- DIRECTIONS FOR THIS TASK
Could you update the rows starting at the one containing "Pick out the white paper" and ending at the last row, changing "paper cup" to "foam cup" and keeping everything else the same? Give back only those rows.

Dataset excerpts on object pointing
------------------------------
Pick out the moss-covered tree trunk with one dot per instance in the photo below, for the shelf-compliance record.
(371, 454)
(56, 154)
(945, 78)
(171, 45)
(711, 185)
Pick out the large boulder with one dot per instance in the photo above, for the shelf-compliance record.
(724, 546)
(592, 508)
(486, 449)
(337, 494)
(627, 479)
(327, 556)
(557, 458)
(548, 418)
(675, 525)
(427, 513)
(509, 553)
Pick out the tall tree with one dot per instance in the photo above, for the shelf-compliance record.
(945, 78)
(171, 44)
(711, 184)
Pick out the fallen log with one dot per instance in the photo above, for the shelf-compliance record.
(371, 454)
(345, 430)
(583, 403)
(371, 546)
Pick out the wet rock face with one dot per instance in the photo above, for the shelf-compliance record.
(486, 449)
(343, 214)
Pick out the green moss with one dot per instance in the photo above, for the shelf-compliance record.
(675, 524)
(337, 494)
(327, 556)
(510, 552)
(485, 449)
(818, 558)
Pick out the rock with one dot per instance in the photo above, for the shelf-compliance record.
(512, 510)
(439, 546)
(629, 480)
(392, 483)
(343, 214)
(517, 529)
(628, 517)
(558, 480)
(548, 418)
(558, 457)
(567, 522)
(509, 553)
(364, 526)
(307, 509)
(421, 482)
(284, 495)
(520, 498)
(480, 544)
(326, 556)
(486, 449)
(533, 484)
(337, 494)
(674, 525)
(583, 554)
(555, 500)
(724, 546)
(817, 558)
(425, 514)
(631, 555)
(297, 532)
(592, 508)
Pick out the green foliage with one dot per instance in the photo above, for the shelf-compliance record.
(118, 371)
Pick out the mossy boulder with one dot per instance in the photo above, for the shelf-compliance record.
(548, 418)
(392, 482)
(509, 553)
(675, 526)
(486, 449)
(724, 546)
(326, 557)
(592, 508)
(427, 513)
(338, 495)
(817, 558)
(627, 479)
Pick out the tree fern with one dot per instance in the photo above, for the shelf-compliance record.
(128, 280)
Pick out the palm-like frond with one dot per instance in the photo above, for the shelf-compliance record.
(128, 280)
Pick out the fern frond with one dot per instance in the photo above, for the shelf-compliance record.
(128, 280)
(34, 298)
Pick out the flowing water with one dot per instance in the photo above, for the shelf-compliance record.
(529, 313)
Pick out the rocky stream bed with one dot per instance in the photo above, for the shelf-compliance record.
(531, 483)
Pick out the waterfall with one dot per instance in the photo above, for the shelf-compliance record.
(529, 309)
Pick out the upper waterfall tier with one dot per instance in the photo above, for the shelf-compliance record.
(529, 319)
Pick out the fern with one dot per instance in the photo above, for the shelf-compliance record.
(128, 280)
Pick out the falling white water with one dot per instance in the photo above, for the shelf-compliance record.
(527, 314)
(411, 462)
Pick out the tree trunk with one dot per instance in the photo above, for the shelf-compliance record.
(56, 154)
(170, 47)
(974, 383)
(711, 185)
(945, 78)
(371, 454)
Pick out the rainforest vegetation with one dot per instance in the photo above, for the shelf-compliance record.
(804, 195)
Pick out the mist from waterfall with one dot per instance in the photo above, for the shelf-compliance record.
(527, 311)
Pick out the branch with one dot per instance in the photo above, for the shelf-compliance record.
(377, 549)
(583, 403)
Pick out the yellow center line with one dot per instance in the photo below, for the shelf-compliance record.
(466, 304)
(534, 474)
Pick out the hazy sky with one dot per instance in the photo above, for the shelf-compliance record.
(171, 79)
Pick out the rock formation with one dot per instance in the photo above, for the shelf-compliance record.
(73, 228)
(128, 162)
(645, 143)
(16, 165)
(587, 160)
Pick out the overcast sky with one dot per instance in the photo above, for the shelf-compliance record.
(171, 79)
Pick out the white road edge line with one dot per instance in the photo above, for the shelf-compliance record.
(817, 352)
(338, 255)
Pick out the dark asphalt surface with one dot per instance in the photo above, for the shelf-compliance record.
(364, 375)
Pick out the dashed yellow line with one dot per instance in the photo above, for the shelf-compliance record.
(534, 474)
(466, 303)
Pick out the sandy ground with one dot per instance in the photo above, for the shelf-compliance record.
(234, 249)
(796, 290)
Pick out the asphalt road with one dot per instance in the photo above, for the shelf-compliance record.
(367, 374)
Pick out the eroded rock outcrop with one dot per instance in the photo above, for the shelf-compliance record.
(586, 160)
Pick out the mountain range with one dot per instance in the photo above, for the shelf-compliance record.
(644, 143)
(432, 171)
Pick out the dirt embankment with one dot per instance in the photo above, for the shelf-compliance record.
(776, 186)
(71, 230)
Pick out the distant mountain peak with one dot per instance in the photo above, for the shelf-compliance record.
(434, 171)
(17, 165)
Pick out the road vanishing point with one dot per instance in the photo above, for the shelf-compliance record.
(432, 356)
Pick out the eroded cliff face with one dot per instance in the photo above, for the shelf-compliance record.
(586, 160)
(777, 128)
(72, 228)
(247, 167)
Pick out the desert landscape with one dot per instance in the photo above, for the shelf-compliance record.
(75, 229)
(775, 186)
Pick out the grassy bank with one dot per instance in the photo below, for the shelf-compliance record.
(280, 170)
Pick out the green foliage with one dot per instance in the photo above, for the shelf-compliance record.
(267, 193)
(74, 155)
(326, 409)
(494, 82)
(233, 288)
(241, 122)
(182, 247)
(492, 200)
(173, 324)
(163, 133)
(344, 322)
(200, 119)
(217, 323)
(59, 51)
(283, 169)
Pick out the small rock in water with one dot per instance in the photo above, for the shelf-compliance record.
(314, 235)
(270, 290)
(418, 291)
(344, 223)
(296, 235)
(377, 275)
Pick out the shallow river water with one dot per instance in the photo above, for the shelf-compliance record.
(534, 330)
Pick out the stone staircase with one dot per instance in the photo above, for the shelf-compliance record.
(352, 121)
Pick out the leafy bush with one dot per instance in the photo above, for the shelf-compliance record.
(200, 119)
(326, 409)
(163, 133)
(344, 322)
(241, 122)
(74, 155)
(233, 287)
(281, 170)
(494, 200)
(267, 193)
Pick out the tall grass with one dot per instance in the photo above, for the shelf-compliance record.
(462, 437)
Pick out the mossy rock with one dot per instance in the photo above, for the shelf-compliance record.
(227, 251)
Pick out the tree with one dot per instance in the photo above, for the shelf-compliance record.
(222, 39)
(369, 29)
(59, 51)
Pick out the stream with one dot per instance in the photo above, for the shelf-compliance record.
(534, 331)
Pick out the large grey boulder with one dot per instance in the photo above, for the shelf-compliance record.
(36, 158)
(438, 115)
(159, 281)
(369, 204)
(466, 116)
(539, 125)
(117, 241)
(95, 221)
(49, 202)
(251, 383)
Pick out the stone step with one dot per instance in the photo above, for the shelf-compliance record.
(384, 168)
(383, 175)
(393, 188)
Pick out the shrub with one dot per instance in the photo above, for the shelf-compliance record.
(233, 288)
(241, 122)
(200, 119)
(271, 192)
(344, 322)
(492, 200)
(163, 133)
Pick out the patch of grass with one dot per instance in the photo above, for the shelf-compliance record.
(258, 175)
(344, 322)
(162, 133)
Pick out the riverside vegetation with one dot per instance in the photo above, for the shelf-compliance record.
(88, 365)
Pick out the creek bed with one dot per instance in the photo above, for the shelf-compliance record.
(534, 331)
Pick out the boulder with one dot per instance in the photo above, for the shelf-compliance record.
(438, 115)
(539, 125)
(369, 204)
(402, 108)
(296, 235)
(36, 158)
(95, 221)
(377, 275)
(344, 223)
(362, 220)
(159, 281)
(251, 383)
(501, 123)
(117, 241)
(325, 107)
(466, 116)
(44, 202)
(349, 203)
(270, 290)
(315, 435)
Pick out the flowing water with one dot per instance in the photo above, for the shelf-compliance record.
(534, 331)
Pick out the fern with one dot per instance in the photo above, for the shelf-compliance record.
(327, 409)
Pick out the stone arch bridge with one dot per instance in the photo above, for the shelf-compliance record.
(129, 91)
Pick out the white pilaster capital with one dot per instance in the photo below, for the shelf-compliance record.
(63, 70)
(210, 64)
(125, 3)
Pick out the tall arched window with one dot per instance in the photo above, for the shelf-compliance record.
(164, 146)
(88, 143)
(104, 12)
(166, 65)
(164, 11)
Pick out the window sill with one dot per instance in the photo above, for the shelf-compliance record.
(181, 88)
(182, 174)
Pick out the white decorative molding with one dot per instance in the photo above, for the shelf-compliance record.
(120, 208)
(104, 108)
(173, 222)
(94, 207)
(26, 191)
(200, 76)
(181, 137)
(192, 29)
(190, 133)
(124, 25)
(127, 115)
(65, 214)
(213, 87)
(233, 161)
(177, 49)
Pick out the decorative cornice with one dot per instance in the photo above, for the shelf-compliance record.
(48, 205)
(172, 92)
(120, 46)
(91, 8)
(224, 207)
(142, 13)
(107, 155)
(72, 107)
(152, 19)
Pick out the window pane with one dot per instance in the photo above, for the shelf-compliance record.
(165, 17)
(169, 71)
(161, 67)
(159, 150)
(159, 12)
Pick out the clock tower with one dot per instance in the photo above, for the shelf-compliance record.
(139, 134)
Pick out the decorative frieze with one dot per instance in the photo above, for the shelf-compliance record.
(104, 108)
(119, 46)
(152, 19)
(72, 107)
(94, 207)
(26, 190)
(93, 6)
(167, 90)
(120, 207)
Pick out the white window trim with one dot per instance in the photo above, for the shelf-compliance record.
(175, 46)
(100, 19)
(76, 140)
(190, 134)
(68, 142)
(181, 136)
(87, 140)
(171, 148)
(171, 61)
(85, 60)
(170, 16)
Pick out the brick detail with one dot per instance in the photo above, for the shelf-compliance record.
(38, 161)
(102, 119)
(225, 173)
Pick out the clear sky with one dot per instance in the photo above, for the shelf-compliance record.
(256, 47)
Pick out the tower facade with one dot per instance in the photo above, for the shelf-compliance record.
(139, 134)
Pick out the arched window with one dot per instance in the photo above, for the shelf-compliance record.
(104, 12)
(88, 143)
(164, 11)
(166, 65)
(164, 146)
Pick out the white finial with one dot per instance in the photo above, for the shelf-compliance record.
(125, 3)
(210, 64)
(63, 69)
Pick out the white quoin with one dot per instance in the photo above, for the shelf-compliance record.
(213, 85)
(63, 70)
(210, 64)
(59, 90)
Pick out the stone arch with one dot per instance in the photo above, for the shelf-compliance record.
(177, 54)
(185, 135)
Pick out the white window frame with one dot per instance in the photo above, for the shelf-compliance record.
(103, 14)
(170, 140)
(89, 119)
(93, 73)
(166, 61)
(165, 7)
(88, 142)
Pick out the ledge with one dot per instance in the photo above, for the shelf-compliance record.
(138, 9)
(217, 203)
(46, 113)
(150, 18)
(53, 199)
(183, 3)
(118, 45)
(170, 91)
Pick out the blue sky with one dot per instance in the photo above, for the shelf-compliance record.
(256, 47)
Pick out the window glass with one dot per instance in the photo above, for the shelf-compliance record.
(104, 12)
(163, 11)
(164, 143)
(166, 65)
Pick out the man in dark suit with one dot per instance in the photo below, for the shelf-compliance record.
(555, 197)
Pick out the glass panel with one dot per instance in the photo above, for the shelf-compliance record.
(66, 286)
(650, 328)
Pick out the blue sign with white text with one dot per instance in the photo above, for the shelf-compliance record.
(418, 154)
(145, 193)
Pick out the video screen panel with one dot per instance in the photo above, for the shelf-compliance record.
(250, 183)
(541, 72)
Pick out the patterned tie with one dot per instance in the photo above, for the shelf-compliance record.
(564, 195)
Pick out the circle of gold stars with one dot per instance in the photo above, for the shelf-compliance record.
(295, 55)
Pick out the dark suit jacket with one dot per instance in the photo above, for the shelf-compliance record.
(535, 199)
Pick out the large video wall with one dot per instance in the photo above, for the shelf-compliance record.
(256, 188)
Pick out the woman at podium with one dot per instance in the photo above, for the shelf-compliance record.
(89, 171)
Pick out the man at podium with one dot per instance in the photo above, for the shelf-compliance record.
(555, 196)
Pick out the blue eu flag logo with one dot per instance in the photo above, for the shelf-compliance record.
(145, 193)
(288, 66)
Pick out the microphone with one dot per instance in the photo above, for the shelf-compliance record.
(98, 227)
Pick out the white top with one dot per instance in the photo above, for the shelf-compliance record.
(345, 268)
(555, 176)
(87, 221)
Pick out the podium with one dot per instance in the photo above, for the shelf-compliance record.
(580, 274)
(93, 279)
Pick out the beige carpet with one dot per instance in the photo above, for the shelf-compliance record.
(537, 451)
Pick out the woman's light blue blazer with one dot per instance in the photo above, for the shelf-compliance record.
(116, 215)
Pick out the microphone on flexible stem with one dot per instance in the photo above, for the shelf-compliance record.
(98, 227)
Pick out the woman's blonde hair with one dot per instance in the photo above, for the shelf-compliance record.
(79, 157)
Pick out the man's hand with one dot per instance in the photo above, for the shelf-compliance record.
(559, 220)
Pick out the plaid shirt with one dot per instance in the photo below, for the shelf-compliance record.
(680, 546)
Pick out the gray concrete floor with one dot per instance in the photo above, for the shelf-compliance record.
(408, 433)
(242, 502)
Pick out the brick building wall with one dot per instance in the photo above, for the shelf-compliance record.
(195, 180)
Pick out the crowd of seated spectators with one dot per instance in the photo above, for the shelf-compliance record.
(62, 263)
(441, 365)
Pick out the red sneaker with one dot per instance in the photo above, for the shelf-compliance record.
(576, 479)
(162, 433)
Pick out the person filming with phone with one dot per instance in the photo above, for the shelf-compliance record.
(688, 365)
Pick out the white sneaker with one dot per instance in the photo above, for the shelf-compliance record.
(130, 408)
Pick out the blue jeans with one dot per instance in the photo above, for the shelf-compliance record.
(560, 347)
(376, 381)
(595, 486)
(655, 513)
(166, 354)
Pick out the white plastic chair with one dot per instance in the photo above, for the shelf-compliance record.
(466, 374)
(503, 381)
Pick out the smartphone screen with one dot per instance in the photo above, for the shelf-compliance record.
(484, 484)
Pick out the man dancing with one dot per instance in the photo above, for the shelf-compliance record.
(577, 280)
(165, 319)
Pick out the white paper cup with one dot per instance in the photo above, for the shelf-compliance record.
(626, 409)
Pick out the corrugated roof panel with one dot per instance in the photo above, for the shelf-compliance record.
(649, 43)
------------------------------
- SOLVED EXERCISE
Pick out the white foam cup with one dot per instance in the photo above, for the shelf-compliance record.
(626, 409)
Pick out the corrugated roof panel with one dot per instance in the photo above, for the shelf-compliance record.
(649, 43)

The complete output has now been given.